Count the lines in the material that contain the string "stand", and give only that number.

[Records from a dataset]
[START]
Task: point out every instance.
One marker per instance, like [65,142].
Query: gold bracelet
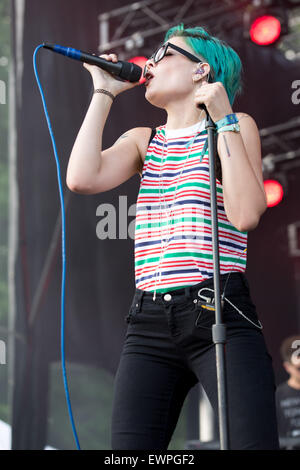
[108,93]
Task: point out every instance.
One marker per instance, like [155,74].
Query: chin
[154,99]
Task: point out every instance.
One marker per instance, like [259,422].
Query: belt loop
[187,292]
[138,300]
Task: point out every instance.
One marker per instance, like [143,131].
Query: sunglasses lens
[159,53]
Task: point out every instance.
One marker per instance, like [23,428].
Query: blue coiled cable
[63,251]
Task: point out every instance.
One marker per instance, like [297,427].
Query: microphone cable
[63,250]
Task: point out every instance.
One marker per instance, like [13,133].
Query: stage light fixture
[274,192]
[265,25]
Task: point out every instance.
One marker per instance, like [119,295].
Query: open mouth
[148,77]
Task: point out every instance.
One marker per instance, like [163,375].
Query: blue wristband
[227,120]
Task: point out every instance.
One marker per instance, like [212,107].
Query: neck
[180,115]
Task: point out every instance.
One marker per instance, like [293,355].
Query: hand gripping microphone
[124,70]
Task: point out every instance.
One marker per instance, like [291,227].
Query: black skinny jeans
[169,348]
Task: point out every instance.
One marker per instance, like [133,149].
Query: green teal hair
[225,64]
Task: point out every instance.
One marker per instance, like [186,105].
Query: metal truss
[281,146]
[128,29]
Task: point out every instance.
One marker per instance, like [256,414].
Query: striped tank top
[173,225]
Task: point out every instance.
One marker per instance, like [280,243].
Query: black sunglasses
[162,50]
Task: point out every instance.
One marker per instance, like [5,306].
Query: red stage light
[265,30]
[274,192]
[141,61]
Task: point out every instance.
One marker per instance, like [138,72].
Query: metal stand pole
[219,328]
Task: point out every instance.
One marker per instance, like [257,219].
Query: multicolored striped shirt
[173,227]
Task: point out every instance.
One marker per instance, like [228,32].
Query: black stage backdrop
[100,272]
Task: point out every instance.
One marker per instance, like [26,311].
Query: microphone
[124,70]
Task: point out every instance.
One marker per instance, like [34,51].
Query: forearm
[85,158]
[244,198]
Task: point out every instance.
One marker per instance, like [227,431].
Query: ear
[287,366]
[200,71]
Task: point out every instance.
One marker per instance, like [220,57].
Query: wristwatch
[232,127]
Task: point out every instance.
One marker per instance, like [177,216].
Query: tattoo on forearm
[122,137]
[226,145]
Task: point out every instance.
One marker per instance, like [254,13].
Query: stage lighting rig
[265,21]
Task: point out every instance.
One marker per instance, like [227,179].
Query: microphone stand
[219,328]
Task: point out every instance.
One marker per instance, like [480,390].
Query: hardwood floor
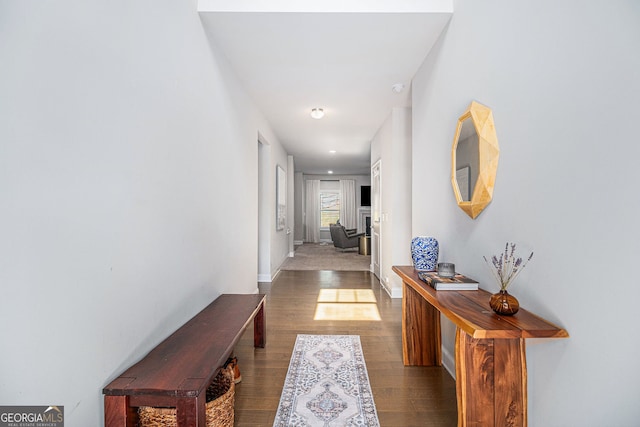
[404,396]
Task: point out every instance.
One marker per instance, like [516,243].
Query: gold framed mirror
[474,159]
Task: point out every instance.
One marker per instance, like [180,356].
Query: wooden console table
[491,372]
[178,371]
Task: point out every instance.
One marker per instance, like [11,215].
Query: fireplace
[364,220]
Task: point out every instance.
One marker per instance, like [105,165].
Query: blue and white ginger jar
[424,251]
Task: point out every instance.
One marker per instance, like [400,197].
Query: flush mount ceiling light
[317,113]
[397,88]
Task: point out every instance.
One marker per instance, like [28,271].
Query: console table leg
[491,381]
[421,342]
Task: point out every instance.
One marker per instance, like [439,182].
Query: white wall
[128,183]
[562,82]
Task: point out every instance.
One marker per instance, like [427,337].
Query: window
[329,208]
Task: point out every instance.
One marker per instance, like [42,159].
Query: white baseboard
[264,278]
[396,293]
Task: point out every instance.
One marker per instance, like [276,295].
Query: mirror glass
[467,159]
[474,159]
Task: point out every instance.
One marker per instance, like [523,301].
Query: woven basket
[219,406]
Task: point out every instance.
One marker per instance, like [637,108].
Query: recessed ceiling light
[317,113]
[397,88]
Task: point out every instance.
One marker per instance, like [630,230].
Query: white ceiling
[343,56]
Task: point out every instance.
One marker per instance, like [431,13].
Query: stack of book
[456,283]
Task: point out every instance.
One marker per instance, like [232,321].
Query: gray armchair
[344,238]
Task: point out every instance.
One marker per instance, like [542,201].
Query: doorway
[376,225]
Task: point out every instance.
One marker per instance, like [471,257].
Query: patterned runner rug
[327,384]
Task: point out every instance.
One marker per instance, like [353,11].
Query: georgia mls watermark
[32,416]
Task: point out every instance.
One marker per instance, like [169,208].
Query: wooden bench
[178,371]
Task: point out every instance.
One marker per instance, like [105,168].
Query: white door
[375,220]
[END]
[START]
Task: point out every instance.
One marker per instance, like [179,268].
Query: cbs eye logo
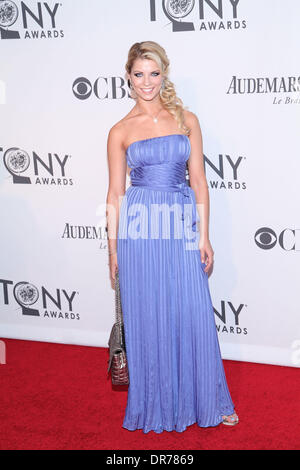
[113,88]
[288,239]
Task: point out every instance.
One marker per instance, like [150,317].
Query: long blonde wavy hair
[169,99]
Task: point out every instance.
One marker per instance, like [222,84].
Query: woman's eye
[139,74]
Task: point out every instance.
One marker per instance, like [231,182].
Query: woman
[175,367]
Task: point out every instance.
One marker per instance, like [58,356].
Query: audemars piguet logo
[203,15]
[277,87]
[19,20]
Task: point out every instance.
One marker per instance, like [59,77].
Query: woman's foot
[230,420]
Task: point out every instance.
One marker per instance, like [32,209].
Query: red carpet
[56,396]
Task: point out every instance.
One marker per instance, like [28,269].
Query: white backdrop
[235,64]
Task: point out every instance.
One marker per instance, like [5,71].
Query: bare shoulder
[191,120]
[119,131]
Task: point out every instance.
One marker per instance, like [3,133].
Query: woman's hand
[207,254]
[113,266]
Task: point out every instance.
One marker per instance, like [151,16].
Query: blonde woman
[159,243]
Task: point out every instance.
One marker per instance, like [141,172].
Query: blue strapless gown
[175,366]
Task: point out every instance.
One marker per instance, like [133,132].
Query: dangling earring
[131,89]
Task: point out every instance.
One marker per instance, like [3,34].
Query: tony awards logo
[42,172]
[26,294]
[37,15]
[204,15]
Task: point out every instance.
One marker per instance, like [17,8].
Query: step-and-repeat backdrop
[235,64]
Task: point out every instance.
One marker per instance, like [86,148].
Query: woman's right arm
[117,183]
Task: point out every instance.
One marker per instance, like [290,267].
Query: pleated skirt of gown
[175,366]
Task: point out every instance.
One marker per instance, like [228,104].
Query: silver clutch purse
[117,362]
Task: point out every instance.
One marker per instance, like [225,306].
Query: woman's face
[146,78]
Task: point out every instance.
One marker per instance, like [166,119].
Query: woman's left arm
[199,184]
[END]
■ **RESPONSE TO THIS TASK**
2